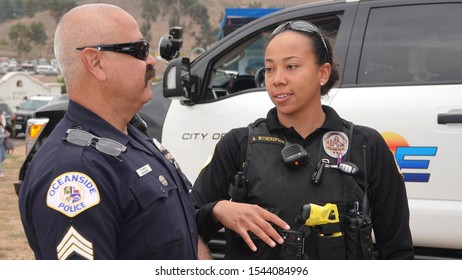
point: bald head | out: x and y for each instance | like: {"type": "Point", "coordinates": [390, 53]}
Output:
{"type": "Point", "coordinates": [87, 25]}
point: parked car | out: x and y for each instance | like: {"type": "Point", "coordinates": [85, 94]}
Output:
{"type": "Point", "coordinates": [10, 118]}
{"type": "Point", "coordinates": [400, 66]}
{"type": "Point", "coordinates": [26, 109]}
{"type": "Point", "coordinates": [46, 70]}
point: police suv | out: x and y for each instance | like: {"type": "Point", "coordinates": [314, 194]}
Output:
{"type": "Point", "coordinates": [401, 73]}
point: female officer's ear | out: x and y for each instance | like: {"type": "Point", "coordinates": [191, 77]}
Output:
{"type": "Point", "coordinates": [324, 72]}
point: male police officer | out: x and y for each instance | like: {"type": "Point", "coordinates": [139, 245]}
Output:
{"type": "Point", "coordinates": [99, 188]}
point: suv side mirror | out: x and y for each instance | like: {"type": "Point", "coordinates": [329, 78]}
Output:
{"type": "Point", "coordinates": [177, 79]}
{"type": "Point", "coordinates": [170, 45]}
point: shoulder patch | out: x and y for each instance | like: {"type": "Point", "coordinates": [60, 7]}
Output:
{"type": "Point", "coordinates": [72, 193]}
{"type": "Point", "coordinates": [335, 143]}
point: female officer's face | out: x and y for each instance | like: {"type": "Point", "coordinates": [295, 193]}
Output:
{"type": "Point", "coordinates": [293, 79]}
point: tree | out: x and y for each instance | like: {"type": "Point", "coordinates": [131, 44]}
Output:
{"type": "Point", "coordinates": [59, 7]}
{"type": "Point", "coordinates": [38, 35]}
{"type": "Point", "coordinates": [177, 10]}
{"type": "Point", "coordinates": [6, 10]}
{"type": "Point", "coordinates": [19, 34]}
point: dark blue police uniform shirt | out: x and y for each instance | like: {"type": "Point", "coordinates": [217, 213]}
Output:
{"type": "Point", "coordinates": [78, 203]}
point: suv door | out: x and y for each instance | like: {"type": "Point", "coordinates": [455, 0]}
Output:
{"type": "Point", "coordinates": [220, 104]}
{"type": "Point", "coordinates": [403, 77]}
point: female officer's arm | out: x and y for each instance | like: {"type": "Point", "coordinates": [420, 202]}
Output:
{"type": "Point", "coordinates": [388, 199]}
{"type": "Point", "coordinates": [212, 200]}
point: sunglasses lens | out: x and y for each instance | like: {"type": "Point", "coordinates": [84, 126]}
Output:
{"type": "Point", "coordinates": [141, 50]}
{"type": "Point", "coordinates": [79, 137]}
{"type": "Point", "coordinates": [110, 147]}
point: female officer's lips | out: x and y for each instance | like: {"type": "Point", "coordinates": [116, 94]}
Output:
{"type": "Point", "coordinates": [282, 97]}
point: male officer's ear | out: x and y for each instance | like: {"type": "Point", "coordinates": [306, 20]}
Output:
{"type": "Point", "coordinates": [91, 59]}
{"type": "Point", "coordinates": [324, 73]}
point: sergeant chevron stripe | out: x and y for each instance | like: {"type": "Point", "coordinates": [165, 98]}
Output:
{"type": "Point", "coordinates": [73, 242]}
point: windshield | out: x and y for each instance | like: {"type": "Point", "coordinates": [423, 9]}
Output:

Task prompt
Set down all of the material above exactly as written, leaving the pictures out.

Output below
point: bald head | out: x and y for each instance | like: {"type": "Point", "coordinates": [390, 53]}
Output:
{"type": "Point", "coordinates": [87, 25]}
point: parked car | out: x and y for each instance | like: {"type": "Point", "coordinates": [85, 94]}
Output:
{"type": "Point", "coordinates": [10, 118]}
{"type": "Point", "coordinates": [400, 66]}
{"type": "Point", "coordinates": [26, 109]}
{"type": "Point", "coordinates": [46, 70]}
point: police suv | out: x and y for each instance | like: {"type": "Point", "coordinates": [314, 194]}
Output:
{"type": "Point", "coordinates": [401, 73]}
point: female officer's ear | out: x and y for each instance | like: {"type": "Point", "coordinates": [191, 77]}
Output:
{"type": "Point", "coordinates": [324, 72]}
point: male police officer | out: x and y for each instance | like: {"type": "Point", "coordinates": [139, 245]}
Output:
{"type": "Point", "coordinates": [99, 188]}
point: suv side mirror | out: x and y for each instance | like: {"type": "Point", "coordinates": [329, 78]}
Output:
{"type": "Point", "coordinates": [177, 79]}
{"type": "Point", "coordinates": [170, 45]}
point: shoulder patch | out: x and y for each instance | like: {"type": "Point", "coordinates": [60, 7]}
Output:
{"type": "Point", "coordinates": [72, 193]}
{"type": "Point", "coordinates": [335, 143]}
point: female officer's face | out: x and y for each instance | like: {"type": "Point", "coordinates": [295, 193]}
Output:
{"type": "Point", "coordinates": [293, 79]}
point: tree | out: x and y for each instance | like: {"type": "Point", "coordinates": [131, 44]}
Output:
{"type": "Point", "coordinates": [59, 7]}
{"type": "Point", "coordinates": [38, 35]}
{"type": "Point", "coordinates": [177, 10]}
{"type": "Point", "coordinates": [6, 10]}
{"type": "Point", "coordinates": [19, 34]}
point: dark blue police uniform shirt | out: x and y for each instance | like: {"type": "Point", "coordinates": [217, 213]}
Output:
{"type": "Point", "coordinates": [78, 203]}
point: suv door | out: x and y for each instance | like: {"type": "Point", "coordinates": [455, 0]}
Output:
{"type": "Point", "coordinates": [220, 104]}
{"type": "Point", "coordinates": [403, 77]}
point: female officer's arm | out: x and y for each instance | like: {"type": "Point", "coordinates": [420, 202]}
Output:
{"type": "Point", "coordinates": [388, 199]}
{"type": "Point", "coordinates": [212, 200]}
point: sunglasses lens | out: x and y for each instance | like: {"type": "Point", "coordinates": [84, 126]}
Output:
{"type": "Point", "coordinates": [141, 50]}
{"type": "Point", "coordinates": [79, 137]}
{"type": "Point", "coordinates": [110, 147]}
point: female officer's lips | out: x and y for each instance | like: {"type": "Point", "coordinates": [116, 94]}
Output:
{"type": "Point", "coordinates": [282, 97]}
point: male officer's ear | out: x and y for each instance | like: {"type": "Point", "coordinates": [306, 20]}
Output:
{"type": "Point", "coordinates": [91, 59]}
{"type": "Point", "coordinates": [324, 73]}
point: sergeant chevron stripe | out: x and y for each instance | like: {"type": "Point", "coordinates": [165, 98]}
Output:
{"type": "Point", "coordinates": [73, 242]}
point: windshield | out: x and y for each instance | like: {"type": "Point", "coordinates": [423, 9]}
Output:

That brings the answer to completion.